[DOCUMENT EXCERPT]

I was a sickly child and often stayed at home with my grandma when my family went places.  She would entertain me with all sorts of games (Jacob's Ladder) she knew from childhood, played board games with me and then one day, when I was about 7, she taught me to sew by hand.  The first thing we made was a dress for my Cinnamon doll.  She never used patterns so she showed me how to make things without a pattern.  After we made a few things together, I was hooked.  I would take scraps from my mom's fabric stash and make doll clothes.  Doll clothes evolved into critters somehow and I created a Piglet to go with my Pooh Bear (they didn't sell them back then to my knowledge).  Creating Piglet opened up a whole new world for me.  I made a HUGE doll for the haunted house my sister and I put together every Halloween and after that it was on to bears.  My first bears were out of corduroy (because that was what my mom had left over).  They were string jointed and instead of a head gusset, their snout was sewn on and resembled half a football.  Instead of an embroidered nose, they had one of those leather buttons.  The eyes were large round beads.  I made a lot of these bears just to make them and continued making bears and clothing for myself well into my teens.  Then, I went to college and forgot all about sewing and concentrated on studying (yeah, that's what I tell my mom).

[/DOCUMENT EXCERPT]
[SUPPLIED RECORDS]

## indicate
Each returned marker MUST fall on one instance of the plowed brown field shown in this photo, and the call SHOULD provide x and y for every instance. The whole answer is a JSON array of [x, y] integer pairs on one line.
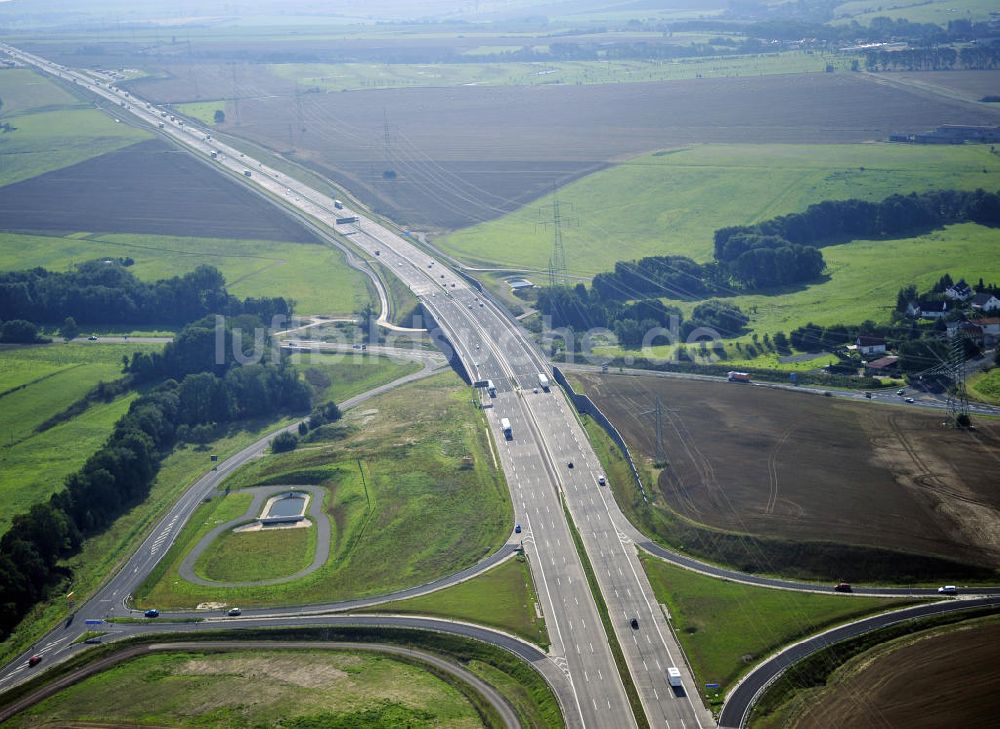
[[800, 466], [947, 680], [467, 154]]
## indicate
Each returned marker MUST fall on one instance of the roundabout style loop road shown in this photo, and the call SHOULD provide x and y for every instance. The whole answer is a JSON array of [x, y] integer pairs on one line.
[[260, 494]]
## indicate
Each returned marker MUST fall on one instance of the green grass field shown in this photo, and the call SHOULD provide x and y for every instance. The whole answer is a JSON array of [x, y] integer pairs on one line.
[[203, 111], [316, 276], [672, 202], [340, 376], [864, 279], [726, 627], [37, 383], [502, 597], [356, 76], [53, 129], [106, 553], [985, 386], [916, 11], [260, 688], [247, 556], [411, 483]]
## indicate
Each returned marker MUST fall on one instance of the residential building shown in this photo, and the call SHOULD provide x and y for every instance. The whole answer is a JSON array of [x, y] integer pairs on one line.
[[991, 330], [959, 292], [882, 366], [934, 310], [985, 302], [868, 346]]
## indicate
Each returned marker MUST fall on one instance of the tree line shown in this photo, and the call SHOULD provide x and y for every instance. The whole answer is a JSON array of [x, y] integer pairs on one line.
[[935, 58], [840, 221], [106, 292], [118, 476]]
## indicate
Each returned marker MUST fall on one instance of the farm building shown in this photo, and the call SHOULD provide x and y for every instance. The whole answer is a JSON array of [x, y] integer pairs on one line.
[[882, 366], [934, 310], [959, 292]]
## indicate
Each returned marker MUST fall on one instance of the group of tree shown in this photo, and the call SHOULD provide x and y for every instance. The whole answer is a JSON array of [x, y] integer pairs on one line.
[[839, 221], [813, 24], [118, 476], [784, 250], [935, 58], [106, 292]]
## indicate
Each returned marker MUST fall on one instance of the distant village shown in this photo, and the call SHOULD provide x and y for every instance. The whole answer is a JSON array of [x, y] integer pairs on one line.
[[972, 313]]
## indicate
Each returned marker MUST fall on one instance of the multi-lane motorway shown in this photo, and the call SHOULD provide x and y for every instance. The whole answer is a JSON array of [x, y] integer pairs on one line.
[[546, 437], [550, 466]]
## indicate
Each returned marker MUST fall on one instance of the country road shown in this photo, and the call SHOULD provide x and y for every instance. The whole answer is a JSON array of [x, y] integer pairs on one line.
[[551, 469]]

[/SUPPLIED RECORDS]

- **ACTIVITY 1**: Rewrite the paragraph beginning "I was a sickly child" from the passage about learning to sew as a short list of its main facts.
- **ACTIVITY 2**: Continue the passage about learning to sew, starting right after its final sentence.

- **WRITTEN REPLY 1**:
- As a sickly child, I often stayed home with my grandma, who played childhood games and board games with me.
- When I was about 7, she taught me to sew by hand without patterns, starting with a dress for my Cinnamon doll.
- I was hooked and made doll clothes from scraps of my mom's fabric.
- Doll clothes led to critters, including a Piglet to go with my Pooh Bear, which opened up a whole new world for me.
- I made a huge doll for the yearly Halloween haunted house my sister and I put together, then moved on to bears.
- My first bears were string-jointed corduroy bears with sewn-on snouts shaped like half a football, leather-button noses, and large round bead eyes.
- I kept making bears and my own clothing into my teens.
- In college I forgot about sewing and concentrated on studying.

- **WRITTEN REPLY 2**:
I had collected dolls all my life and found out about Artist Dolls while I was in college when I fell in love with a Julie Good-Krüger doll I saw in Doll Reader Magazine but couldn't afford it as she cost more than my books for that semester!  Once I had my job, I started buying dolls from some of my favorite artists and joined a UFDC Doll Club.  I met a lady that lived locally and we decided to open a Doll and Teddy Bear store mainly to showcase her love for sewing for the American Girl dolls and sell some of the dolls from our own collections.  We hadn't been open long when the first Doll and Teddy Bear Expo came to the Washington, DC area and we attended as shop owners.  It was there that I discovered Artist Bears and my first interaction with any artist was Sally Winey.  I adopted a bear from her with the intention of putting him in our shop but somehow he managed to come home with me.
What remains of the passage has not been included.